#### Consigna 1
Según el texto sobre la izquierda y el voto obrero, ¿hacia qué cuestiones giró el discurso progresista?
#### Consigna 2
Resume en dos oraciones el texto sobre la izquierda y el voto obrero.
#### Consigna 3
Prosigue el texto sobre la izquierda y el voto obrero a partir de su última oración.

El problema no es la falta de valores, sino la falta de certezas materiales. Mientras las rentas bajas se estancaban, los servicios públicos se deterioraban y la vivienda se convertía en un lujo, el discurso progresista giró hacia las identidades, el lenguaje inclusivo y las batallas culturales. Cuestiones legítimas, sí, pero insuficientes para quienes no llegan a fin de mes.

En el terreno simbólico, la izquierda ha ganado innumerables debates. En el terreno económico, ha perdido a su electorado histórico. Muchos de los obreros que un día votaron socialista hoy se sienten huérfanos políticos. No se identifican con un discurso urbano que celebra la diversidad mientras ignora los alquileres imposibles y los sueldos de subsistencia. La fractura ya no es entre derecha e izquierda, sino entre los que pueden vivir de su trabajo y los que solo sobreviven.

#### Contenido del material
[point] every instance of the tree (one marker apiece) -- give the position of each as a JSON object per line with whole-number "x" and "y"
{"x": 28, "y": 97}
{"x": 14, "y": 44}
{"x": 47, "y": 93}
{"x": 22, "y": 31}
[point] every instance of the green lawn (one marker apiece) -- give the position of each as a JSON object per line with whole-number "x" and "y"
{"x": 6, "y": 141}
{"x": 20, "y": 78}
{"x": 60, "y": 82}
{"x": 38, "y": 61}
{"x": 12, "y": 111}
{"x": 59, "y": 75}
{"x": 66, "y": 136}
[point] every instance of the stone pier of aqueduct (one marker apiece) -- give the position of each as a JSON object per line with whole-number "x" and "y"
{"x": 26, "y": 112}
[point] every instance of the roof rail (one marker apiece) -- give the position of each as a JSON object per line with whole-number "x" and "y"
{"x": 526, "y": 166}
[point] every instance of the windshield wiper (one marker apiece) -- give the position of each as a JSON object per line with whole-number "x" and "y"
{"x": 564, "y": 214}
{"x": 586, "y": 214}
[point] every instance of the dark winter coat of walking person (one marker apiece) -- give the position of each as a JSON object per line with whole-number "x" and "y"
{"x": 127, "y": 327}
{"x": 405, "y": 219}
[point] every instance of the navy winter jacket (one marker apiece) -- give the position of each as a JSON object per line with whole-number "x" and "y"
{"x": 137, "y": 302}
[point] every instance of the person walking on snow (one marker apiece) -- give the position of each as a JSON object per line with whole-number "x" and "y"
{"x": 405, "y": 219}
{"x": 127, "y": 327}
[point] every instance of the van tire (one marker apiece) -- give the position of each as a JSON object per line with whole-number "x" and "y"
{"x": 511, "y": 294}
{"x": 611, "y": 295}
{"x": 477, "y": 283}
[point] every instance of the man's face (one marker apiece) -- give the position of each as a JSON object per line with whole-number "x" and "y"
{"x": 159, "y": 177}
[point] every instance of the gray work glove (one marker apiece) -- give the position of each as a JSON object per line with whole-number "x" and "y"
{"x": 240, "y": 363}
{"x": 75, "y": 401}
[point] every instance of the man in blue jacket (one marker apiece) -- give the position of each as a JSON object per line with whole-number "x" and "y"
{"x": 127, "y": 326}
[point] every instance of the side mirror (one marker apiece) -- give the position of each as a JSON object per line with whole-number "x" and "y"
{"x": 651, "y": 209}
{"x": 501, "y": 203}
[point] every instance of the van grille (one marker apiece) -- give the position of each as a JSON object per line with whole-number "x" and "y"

#### Respuesta del ejercicio 1
Hacia las identidades, el lenguaje inclusivo y las batallas culturales.

#### Respuesta del ejercicio 2
Mientras las rentas bajas se estancaban, los servicios públicos se deterioraban y la vivienda se convertía en un lujo, el discurso progresista se centró en las identidades y las batallas culturales, cuestiones insuficientes para quienes no llegan a fin de mes. Así, la izquierda ha ganado debates en el terreno simbólico, pero ha perdido a su electorado histórico, y la fractura ya no es entre derecha e izquierda, sino entre quienes pueden vivir de su trabajo y quienes solo sobreviven.

#### Respuesta del ejercicio 3
El contraste es visible en toda Europa. En Francia, los antiguos feudos socialistas del norte votan hoy a Marine Le Pen. En Italia, los cinturones industriales que sostenían a la izquierda obrera son ahora bastiones de Giorgia Meloni. En España, el patrón se repite: las provincias, las ciudades o los barrios que concentran más pobreza, envejecimiento y empleo precario son las que registran los mayores avances de Vox.

La izquierda, sin embargo, sigue reaccionando como si se tratara de un fallo moral de los votantes. Prefiere pensar que la extrema derecha prospera por desinformación o por manipulación mediática antes que admitir que millones de ciudadanos han dejado de creer en su capacidad de mejorar sus vidas. Esa negación tiene un coste: refuerza la narrativa del agravio, la idea de que las élites progresistas desprecian los problemas reales del ciudadano que se levanta a las 6 de la mañana.

El diagnóstico ausente se traduce también en política pública. La izquierda gestiona el Estado del bienestar como si fuese una reliquia administrativa, no una herramienta de redistribución activa. Mientras defiende la “igualdad de oportunidades”, evita tocar los cimientos que perpetúan la desigualdad: el sistema fiscal regresivo, el mercado inmobiliario especulativo y el modelo laboral hiperflexible.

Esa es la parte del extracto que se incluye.